- Listed records -
+++

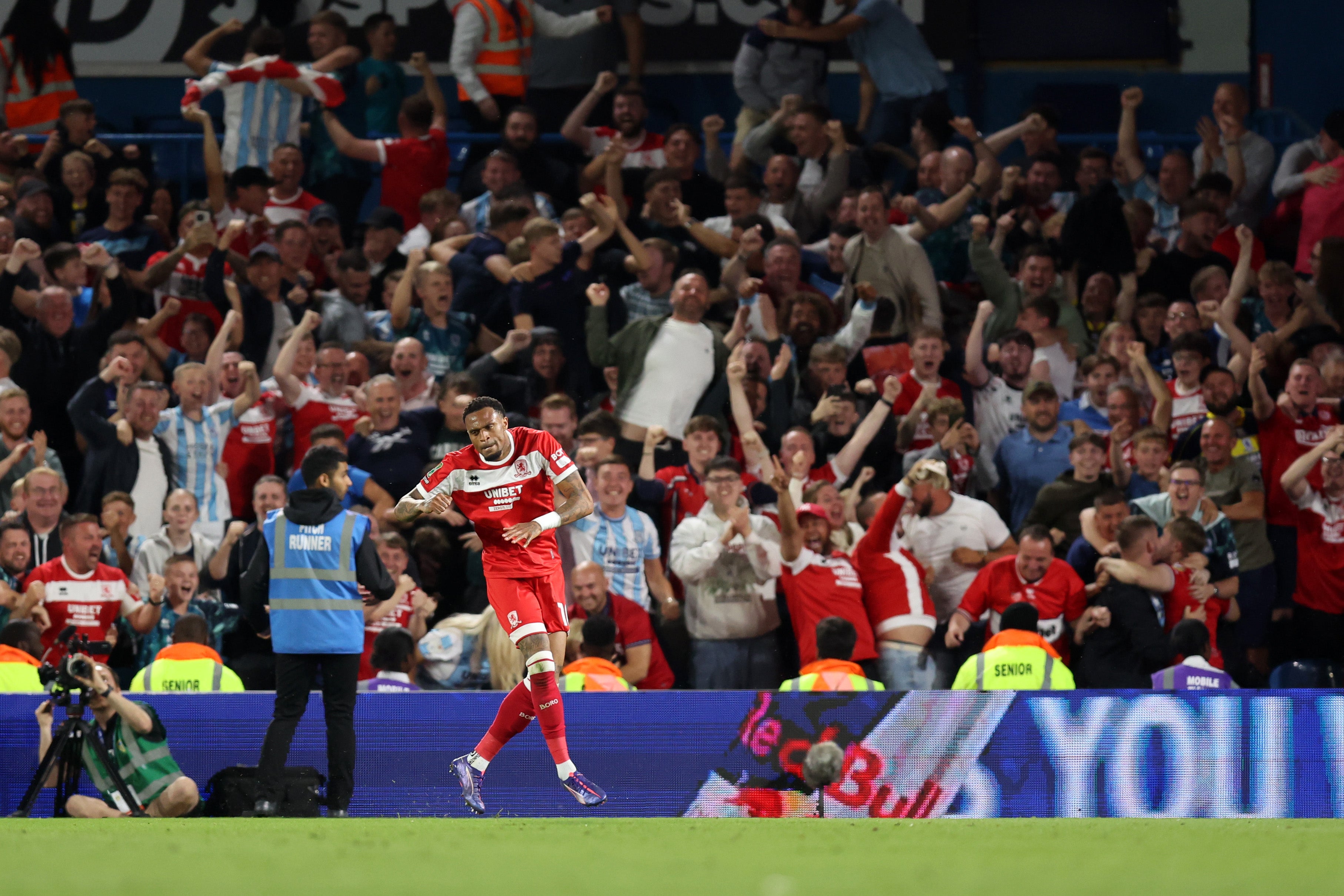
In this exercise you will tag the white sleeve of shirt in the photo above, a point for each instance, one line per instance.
(993, 526)
(468, 36)
(553, 25)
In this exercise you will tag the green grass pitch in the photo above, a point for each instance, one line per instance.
(655, 856)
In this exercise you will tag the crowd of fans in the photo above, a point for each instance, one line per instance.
(862, 386)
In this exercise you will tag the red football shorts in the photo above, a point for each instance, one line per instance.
(530, 606)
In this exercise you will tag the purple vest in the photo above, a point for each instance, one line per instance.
(1191, 679)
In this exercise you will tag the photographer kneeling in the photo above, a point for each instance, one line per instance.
(136, 743)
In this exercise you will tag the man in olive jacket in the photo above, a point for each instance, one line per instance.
(671, 367)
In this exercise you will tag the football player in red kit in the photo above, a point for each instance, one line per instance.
(503, 481)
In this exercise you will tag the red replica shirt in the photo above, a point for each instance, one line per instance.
(400, 617)
(1320, 552)
(634, 631)
(92, 602)
(818, 588)
(1188, 409)
(910, 390)
(315, 409)
(413, 167)
(186, 284)
(1058, 597)
(1283, 441)
(250, 451)
(1179, 598)
(498, 495)
(293, 209)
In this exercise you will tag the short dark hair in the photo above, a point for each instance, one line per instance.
(1190, 639)
(77, 519)
(743, 180)
(322, 460)
(1194, 206)
(1132, 530)
(600, 424)
(1088, 438)
(504, 214)
(353, 260)
(1111, 498)
(1037, 532)
(1215, 182)
(483, 402)
(191, 629)
(60, 256)
(1045, 307)
(127, 336)
(1193, 343)
(1019, 336)
(391, 649)
(327, 432)
(837, 639)
(377, 19)
(662, 177)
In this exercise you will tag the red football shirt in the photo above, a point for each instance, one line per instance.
(250, 451)
(186, 284)
(315, 409)
(1058, 597)
(1283, 441)
(632, 631)
(1179, 598)
(398, 617)
(818, 588)
(413, 167)
(910, 390)
(93, 602)
(498, 495)
(1320, 552)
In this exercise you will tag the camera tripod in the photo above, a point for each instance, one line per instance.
(66, 757)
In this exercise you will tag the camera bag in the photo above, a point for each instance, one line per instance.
(233, 793)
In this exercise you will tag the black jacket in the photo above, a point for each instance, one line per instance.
(109, 465)
(308, 507)
(259, 315)
(53, 368)
(1132, 648)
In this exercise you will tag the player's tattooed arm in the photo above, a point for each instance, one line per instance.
(410, 508)
(576, 503)
(573, 503)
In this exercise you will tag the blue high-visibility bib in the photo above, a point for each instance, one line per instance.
(315, 604)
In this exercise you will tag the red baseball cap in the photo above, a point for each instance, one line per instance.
(814, 509)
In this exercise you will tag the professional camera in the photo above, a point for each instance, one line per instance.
(64, 678)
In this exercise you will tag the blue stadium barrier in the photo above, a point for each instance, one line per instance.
(714, 754)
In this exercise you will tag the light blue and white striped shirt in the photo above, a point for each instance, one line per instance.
(259, 117)
(197, 448)
(621, 546)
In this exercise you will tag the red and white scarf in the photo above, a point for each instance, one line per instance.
(324, 88)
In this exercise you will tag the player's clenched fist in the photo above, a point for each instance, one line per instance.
(523, 532)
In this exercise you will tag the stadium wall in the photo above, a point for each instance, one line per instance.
(716, 754)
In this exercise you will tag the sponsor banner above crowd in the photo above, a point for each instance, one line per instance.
(137, 37)
(702, 754)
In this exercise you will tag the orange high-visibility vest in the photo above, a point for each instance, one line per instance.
(504, 56)
(30, 111)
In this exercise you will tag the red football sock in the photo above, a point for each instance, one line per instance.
(514, 715)
(550, 711)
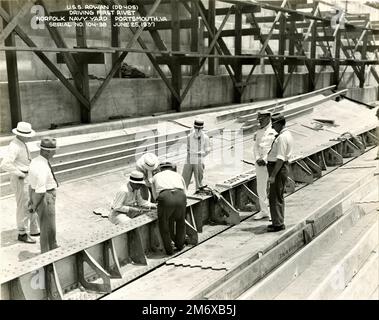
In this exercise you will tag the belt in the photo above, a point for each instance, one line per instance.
(273, 162)
(172, 190)
(50, 190)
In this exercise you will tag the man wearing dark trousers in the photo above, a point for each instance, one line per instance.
(278, 169)
(169, 190)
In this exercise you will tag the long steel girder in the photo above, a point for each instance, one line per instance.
(285, 15)
(63, 267)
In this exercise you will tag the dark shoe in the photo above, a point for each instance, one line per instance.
(272, 228)
(25, 238)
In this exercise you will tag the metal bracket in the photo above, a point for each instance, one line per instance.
(301, 172)
(193, 237)
(350, 149)
(136, 251)
(250, 194)
(372, 139)
(316, 169)
(110, 251)
(53, 287)
(156, 242)
(332, 157)
(84, 256)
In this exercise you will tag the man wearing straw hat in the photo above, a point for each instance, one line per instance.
(169, 190)
(128, 202)
(263, 140)
(16, 162)
(278, 170)
(43, 185)
(147, 164)
(198, 147)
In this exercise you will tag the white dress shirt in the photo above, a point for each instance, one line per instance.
(128, 197)
(282, 148)
(198, 146)
(264, 137)
(147, 174)
(166, 180)
(41, 178)
(17, 159)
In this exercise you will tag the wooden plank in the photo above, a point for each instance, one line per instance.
(115, 42)
(194, 33)
(233, 33)
(175, 67)
(60, 43)
(110, 251)
(167, 25)
(9, 27)
(12, 73)
(211, 12)
(119, 61)
(238, 51)
(212, 44)
(280, 64)
(104, 287)
(155, 64)
(312, 66)
(81, 41)
(337, 49)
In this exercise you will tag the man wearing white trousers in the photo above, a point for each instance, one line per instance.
(198, 147)
(263, 140)
(16, 162)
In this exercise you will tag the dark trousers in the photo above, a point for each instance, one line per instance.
(276, 194)
(172, 209)
(46, 214)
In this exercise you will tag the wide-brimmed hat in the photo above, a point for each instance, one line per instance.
(48, 143)
(136, 177)
(198, 124)
(167, 165)
(24, 129)
(150, 161)
(277, 117)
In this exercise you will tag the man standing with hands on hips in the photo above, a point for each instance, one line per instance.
(278, 169)
(198, 147)
(16, 162)
(43, 185)
(263, 140)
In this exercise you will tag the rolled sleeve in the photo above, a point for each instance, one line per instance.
(281, 148)
(119, 201)
(40, 183)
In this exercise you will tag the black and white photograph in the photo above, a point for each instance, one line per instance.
(193, 156)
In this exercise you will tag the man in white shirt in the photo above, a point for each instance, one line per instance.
(43, 185)
(263, 140)
(169, 189)
(198, 147)
(16, 162)
(147, 164)
(126, 202)
(278, 169)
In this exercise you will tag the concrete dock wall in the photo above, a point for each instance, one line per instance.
(49, 102)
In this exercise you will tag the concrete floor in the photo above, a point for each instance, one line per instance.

+++

- Try it -
Retype exactly the lines from the one containing "In this exercise you will tag the dark trousers" through the end of the data. Add nothing.

- Answer area -
In this exercise you will tag the dark trousers in the photo above, a point for each instance, one line per instance.
(276, 194)
(172, 209)
(46, 214)
In this exercise you will tag the wide-brimmed hat in the photo above, a point for each instance, one line per instance.
(48, 143)
(136, 177)
(198, 124)
(167, 165)
(24, 129)
(150, 161)
(277, 117)
In this exercise you will tag the man standing with hands on hips in the photo above, a point for each instance, one line per instance.
(278, 169)
(198, 147)
(16, 162)
(43, 185)
(263, 140)
In this exercise you will tag the rolled sleeve in the photo above, a point for each instance, one line per instance.
(281, 148)
(119, 201)
(40, 183)
In this exercise you will tag the black and white photograph in the photo above, a point for each instance, one line per instance.
(193, 156)
In this exercise you will tag the man in white shirt in the photo above, a point for each instance, one line per instance.
(43, 185)
(263, 140)
(169, 189)
(198, 147)
(16, 162)
(147, 164)
(126, 202)
(278, 169)
In this exercise you will tag the concrete dock wall in the photo above, a point for each instance, one line per instance.
(49, 102)
In this exercise you will tag the concrete floor in the photo above, a point for each instance, one line per instance.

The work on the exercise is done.